= 抜粋文 =

□ □ □ □

NECを退職し、新会社を立ち上げました。

ご報告が遅れましたが、6月30日付で新卒の2003年から14年あまり勤務したNECを退職しました。
また、本日、東京法務局品川出張所においてヘテロDB株式会社の登記申請を行い、また、併せて新会社のチーフアーキテクト兼代表取締役社長に就任しました。

今後は、前職では実現できなかった、GPUSSDなどヘテロジニアスな計算機資源を活用する事で、高性能、低価格、使いやすさを両立するデータベース製品の事業化を目指していく事になります。

どうぞよろしくお願いいたします。

web: http://heterodb.com/


弊社が入居する西大井創業支援センター(品川区)


10年以上も勤務した会社を辞めてスタートアップを立ち上げるというのは、おそらく人生の中でも上位に食い込むビッグイベントの一つだと思うので、今の決意や創業に至る一連の流れについて記録を残しておこうと思います。
(書き下してみたら意外と長かった!ごめんなさい)

オープンソースとの関わり

大学院を修了しNECに入社したのは2003年4月。
新人研修を経て配属されたのがHPC事業部配下で、今は亡きIA-64向けLinux kernelの開発とサポートを行う部隊。
大学の卒論で少しLinux kernelのデバイスドライバを書いた事があるとはいえ、本格的にLinux kernelのソースコードと格闘するのはこれが初めてで、HPC風味のパフォーマンスを重視するコーディングを徹底的に叩き込まれた。

一つキャリアの転機となったのは、当時リリース間近に控えていたLinux v2.6系の新技術調査という事で、全く偶然にSELinuxの担当となった事。
SELinuxの挙動を調べる中で、AVC(access vector cache)という極めて高い頻度で参照されるにも関わらず排他ロックで保護されている箇所が、HPC視点からはとても許容できないロック競合を引き起こしているように見えた。
IA-64 Linuxの製品では2004年時点でも既に32CPUのマシンがあり、『こんなロック競合を見過ごしたまま客先でSELinuxが使われたら大変なことになる!』と上司に相談し、当時、Linux kernelで使われ始めたばかりのRCU(Read Copy Update)によるSELinux AVCのロックレス化とコミュニティへの提案を行う事となった。

□ □ □ □

= 必須タスク =
A) 抜粋文によると、筆者がNECに入社したのはいつですか。
B) 抜粋文の「web: http://heterodb.com/」を含む箇所から書き写し、「大学院を修了しNECに入社したのは2003年4月。」の後で止めてください。その際、「スタートアップ」を「新興企業」に変えてください。

□ □ □ □

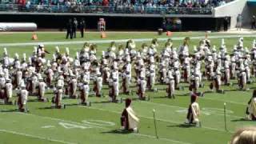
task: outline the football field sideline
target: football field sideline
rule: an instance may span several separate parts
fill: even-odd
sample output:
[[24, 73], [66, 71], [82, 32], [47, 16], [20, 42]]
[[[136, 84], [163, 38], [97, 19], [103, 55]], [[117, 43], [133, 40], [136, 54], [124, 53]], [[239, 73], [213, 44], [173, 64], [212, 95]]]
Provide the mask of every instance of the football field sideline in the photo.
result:
[[[2, 114], [4, 114], [4, 113], [2, 113]], [[88, 125], [86, 125], [85, 123], [70, 121], [70, 120], [66, 120], [66, 119], [62, 119], [62, 118], [51, 118], [51, 117], [46, 117], [46, 116], [41, 116], [41, 115], [37, 115], [37, 114], [22, 114], [22, 113], [19, 113], [19, 112], [15, 112], [14, 114], [22, 114], [22, 115], [27, 115], [27, 116], [32, 116], [32, 117], [38, 118], [38, 119], [43, 118], [43, 119], [47, 119], [47, 120], [51, 120], [51, 121], [56, 121], [56, 122], [68, 122], [68, 123], [66, 123], [66, 125], [74, 124], [74, 126], [74, 126], [74, 128], [79, 128], [78, 126], [88, 126]], [[5, 120], [5, 119], [1, 119], [0, 121], [2, 121], [2, 120]], [[40, 124], [38, 124], [38, 126]], [[103, 129], [103, 130], [112, 130], [110, 128], [107, 128], [107, 127], [104, 127], [104, 126], [92, 126], [92, 127], [94, 127], [94, 128]], [[18, 127], [17, 127], [17, 129], [18, 129]], [[90, 128], [88, 130], [90, 130]], [[18, 135], [22, 135], [22, 136], [25, 136], [25, 137], [30, 137], [30, 138], [38, 138], [38, 139], [47, 140], [47, 141], [50, 141], [50, 142], [56, 142], [65, 143], [65, 144], [76, 144], [76, 143], [78, 143], [78, 142], [67, 142], [67, 141], [59, 140], [59, 139], [57, 139], [57, 138], [52, 138], [51, 137], [49, 138], [49, 137], [38, 136], [38, 135], [35, 135], [34, 134], [28, 134], [28, 132], [27, 133], [22, 133], [22, 132], [20, 132], [20, 131], [18, 131], [18, 130], [6, 130], [6, 129], [3, 129], [3, 128], [0, 128], [0, 132], [9, 133], [9, 134], [18, 134]], [[30, 133], [32, 133], [32, 132], [30, 132]], [[38, 134], [39, 134], [39, 133], [38, 133]], [[132, 135], [156, 139], [155, 136], [148, 135], [148, 134], [139, 134], [139, 133], [132, 133]], [[54, 137], [54, 135], [52, 135], [52, 137]], [[191, 144], [190, 142], [174, 140], [174, 139], [166, 138], [159, 138], [158, 139], [162, 140], [162, 141], [166, 141], [166, 142], [171, 142], [172, 143], [174, 142], [175, 144]]]
[[[209, 39], [214, 38], [251, 38], [255, 37], [255, 34], [241, 34], [241, 35], [214, 35], [214, 36], [208, 36]], [[205, 38], [205, 36], [198, 36], [198, 37], [190, 37], [190, 39], [202, 39]], [[159, 38], [158, 40], [159, 41], [166, 41], [168, 38], [171, 38], [172, 40], [183, 40], [185, 37], [173, 37], [173, 38]], [[74, 45], [74, 44], [83, 44], [85, 42], [89, 43], [95, 43], [95, 44], [104, 44], [110, 43], [113, 41], [120, 43], [126, 42], [129, 39], [111, 39], [111, 40], [89, 40], [89, 41], [65, 41], [65, 42], [12, 42], [12, 43], [0, 43], [0, 46], [37, 46], [38, 43], [43, 45]], [[134, 42], [148, 42], [151, 41], [152, 38], [134, 38]]]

□ □ □ □

= 解答 =
A) 2003年4月です。

B)
web: http://heterodb.com/


弊社が入居する西大井創業支援センター(品川区)


10年以上も勤務した会社を辞めて新興企業を立ち上げるというのは、おそらく人生の中でも上位に食い込むビッグイベントの一つだと思うので、今の決意や創業に至る一連の流れについて記録を残しておこうと思います。
(書き下してみたら意外と長かった!ごめんなさい)

オープンソースとの関わり

大学院を修了しNECに入社したのは2003年4月。